Problem. Each entry must be output once more without any change.

Dataset extract.
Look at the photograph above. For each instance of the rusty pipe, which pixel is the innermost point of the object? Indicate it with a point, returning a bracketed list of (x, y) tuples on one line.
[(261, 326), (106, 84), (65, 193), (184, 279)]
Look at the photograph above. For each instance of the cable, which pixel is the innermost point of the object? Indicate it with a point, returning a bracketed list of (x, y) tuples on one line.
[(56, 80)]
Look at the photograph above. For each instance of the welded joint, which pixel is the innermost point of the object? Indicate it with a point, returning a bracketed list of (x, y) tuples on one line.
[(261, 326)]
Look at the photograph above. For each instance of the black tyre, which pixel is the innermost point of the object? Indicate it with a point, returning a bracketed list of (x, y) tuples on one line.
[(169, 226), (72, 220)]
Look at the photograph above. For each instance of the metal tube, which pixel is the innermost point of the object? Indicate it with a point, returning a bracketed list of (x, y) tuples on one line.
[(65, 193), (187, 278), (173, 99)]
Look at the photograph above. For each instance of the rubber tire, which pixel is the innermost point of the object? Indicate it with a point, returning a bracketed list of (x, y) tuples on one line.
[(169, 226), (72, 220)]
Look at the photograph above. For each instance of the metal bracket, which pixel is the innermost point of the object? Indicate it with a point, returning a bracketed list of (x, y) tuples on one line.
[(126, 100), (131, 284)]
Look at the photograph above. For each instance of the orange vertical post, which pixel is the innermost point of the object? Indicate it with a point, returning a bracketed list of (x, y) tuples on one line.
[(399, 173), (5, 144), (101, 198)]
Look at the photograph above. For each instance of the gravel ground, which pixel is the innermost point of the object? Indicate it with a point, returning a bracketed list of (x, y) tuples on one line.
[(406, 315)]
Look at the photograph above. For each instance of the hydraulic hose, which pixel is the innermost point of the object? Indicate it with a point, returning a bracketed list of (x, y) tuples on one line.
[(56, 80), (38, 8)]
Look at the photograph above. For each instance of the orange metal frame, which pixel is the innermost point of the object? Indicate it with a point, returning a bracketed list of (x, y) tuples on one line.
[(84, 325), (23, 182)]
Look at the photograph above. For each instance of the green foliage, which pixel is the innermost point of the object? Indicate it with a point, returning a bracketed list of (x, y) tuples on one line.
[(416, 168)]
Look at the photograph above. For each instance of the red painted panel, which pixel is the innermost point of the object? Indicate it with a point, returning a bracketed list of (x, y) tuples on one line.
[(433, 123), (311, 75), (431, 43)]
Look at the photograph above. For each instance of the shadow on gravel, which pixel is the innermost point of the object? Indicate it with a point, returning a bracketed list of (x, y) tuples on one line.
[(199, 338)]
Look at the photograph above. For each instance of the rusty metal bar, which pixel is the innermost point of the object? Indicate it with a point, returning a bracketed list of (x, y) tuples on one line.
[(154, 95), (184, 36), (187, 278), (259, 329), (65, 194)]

Result below.
Look at the photograph above. For each instance of the rusty pipe, which pixel is the innermost point of the object? Indicate it with a point, returning a bracketed list of (x, y) tuples on one line.
[(261, 326), (106, 84), (65, 193), (184, 279)]
Look at the photograph above. For each instance of the cable, which pixel is the innermost point of the object? Indicate it with a point, returning a bracketed list of (x, y) tuples on one line.
[(56, 80)]
Look at the photograph above. For each instance of the welded joint, which pixel is the innermost point of the object? Indicate it with a point, returning a bracketed list of (x, y) tuples on one line.
[(261, 326)]
Look at the photograph above. For each instance of the black tyre, which pixel is the innermost point of the object? Indicate it with a point, returning a bracketed list of (x, y) tuples on one line.
[(169, 226), (72, 220)]
Look at the photograph above. For each instance of the metal tube, which pixel is the innermost point of the object? Indicate it with a point, returning a bracketed list of (x, y) tuples on one line.
[(65, 193), (187, 278), (173, 99)]
Look at the photograph above. For each instance of the rubber tire, which pixel is the innermost point of the object? Indicate it with a point, returning a bracketed list of (x, y) tuples on one line.
[(169, 226), (72, 220)]
Look at the photograph above. For each instance of the metal bracket, which pixel is the innermost point of the object? Indicate it with a point, returning a bracketed list of (x, y) tuples on one line.
[(126, 100), (131, 284)]
Look at the photograph above. For each instance of the orange vertical post, which pixel is the innermost point of the object? Indicate it with a point, returning a bracketed list of (x, y) tuples on one line.
[(399, 173), (5, 144), (101, 198)]
Look at the photograph above. For each instance of the gravel ground, which pixel is the innermost point of the object? Indicate it with a point, returning a bracketed list of (x, y) tuples on one line.
[(406, 315)]
Look at the photograph above. For each instance of the hydraulic hose, which pixel is the innermost point of the object? Indicate it with a point, returning a bracketed list of (x, y) tuples on one line.
[(56, 80), (38, 8)]
Look at the photograph above. For each instance of the orange metal frame, which pixel is the innermost point of the object? Indicate it with a point, returning a bracketed list of (x, y) tuples on one line.
[(84, 325), (23, 182)]
Look at the photograph above. For each instance of the green foliage, which pixel is the innermost point of the object? Indicate it with a point, returning a bracketed list of (x, y) tuples on one line.
[(416, 168)]
Look at the photograph above. For each instance of the red painted panel, which pixel is the innermost point of the object? Indicate it with a point, returning a bracketed list of (x, y) tuples on one line.
[(433, 123), (311, 75), (431, 43)]
Look at the photograph above. For each instance of the shadow on gravel, which pixel is the innermost point of the object? Indicate it with a point, returning a bracketed list of (x, y) tuples on one line.
[(199, 338)]
Look at the photograph above. For each instance of the rusty metal bar, which pixel is the innermost point of the object? Indicate it with a point, returning a bracketed list of (x, y) tuples on one line.
[(154, 95), (184, 36), (187, 278), (259, 329), (65, 194)]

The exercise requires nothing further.